_Metin Bölümü_
· · · · ·

Bir kez daha bize vatandaş ve birey olma ayrıcalığı, özgürlüğü ve karakteri kazandıran, egemen bir ulusun ve bağımsız bir devletin yurttaşı olma onurunu sağlayan Büyük Önder’e minnetle.
Bu ülkenin işbirlikçi liberallerini, ırkçılarını, din bezirgânlarını ve ayrılıkçılarını bir tarafa koyun, onları biliniyor zaten. Çünkü onların satmayacakları, vazgeçmeyecekleri değerleri ve ilkeleri yoktur. Güçlü, önde, ayrıcalıklı, karanlık, kan emici olmak için yapmayacakları yoktur. Olmadığı da her dönemde açıkça görülmüştür.
Peki, ya vatansever “solculara” ne demeli?
Emekten, mücadeleden, bağımsızlıktan, özgürlükten, aydınlıktan, vatandan ve daha birçok değer ve ilkeden hareket eden solculara ve özellikle de sosyalist solculara ne demeli?
Elbette dünyanın tüm devrimcilerine, tüm vatanseverlerine ve tüm halk savaşçılarına zaman ayırmak ve saygı duymak ve hatta onlardan bir şeyle öğrenmek gerekir. Lakin kendi devrimcisini ihmal eden, küçümseyen, solcu olmanın teorisine yakıştıramayanlar; Lenin’e, Stalin’e, Mao’ya, Che’ye, Castro’ya, Enver Hoca’ya ayırdıkları mesainin yarısını “vatandaşı olmalarını borçlu ülkenin” kurucusuna ayırmayan; “sınıf savaşçılarına”, anti-emperyalistlerine ne demeli?

· · · · ·

_Zorunlu Görev 1_
Metin bölümünün "Elbette dünyanın tüm" sözcüklerini içeren yerden başlayan ve "anti-emperyalistlerine ne demeli?" sözcüklerinden sonra biten kısmını harfi harfine geri verin.
_Zorunlu Görev 2_
Aşağıdaki veri kümesi kayıtlarının tamamını, boş satırları atlayıp her satır için bir dize olacak şekilde bir JSON listesine dönüştürün. Resimleri yanıta almayın.

· · · · ·

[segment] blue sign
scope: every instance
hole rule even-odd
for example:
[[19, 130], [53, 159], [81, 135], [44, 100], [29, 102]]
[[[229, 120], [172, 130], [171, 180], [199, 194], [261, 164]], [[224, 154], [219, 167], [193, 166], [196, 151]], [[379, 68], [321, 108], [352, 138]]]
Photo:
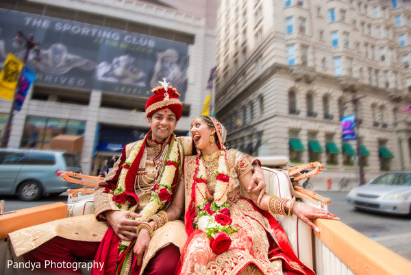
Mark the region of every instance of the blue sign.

· · · · ·

_Alıştırma Cevabı 1_
Elbette dünyanın tüm devrimcilerine, tüm vatanseverlerine ve tüm halk savaşçılarına zaman ayırmak ve saygı duymak ve hatta onlardan bir şeyle öğrenmek gerekir. Lakin kendi devrimcisini ihmal eden, küçümseyen, solcu olmanın teorisine yakıştıramayanlar; Lenin’e, Stalin’e, Mao’ya, Che’ye, Castro’ya, Enver Hoca’ya ayırdıkları mesainin yarısını “vatandaşı olmalarını borçlu ülkenin” kurucusuna ayırmayan; “sınıf savaşçılarına”, anti-emperyalistlerine ne demeli?

_Alıştırma Cevabı 2_
[
  "[segment] blue sign",
  "scope: every instance",
  "hole rule even-odd",
  "for example:",
  "[[19, 130], [53, 159], [81, 135], [44, 100], [29, 102]]",
  "[[[229, 120], [172, 130], [171, 180], [199, 194], [261, 164]], [[224, 154], [219, 167], [193, 166], [196, 151]], [[379, 68], [321, 108], [352, 138]]]",
  "Photo:",
  "Mark the region of every instance of the blue sign."
]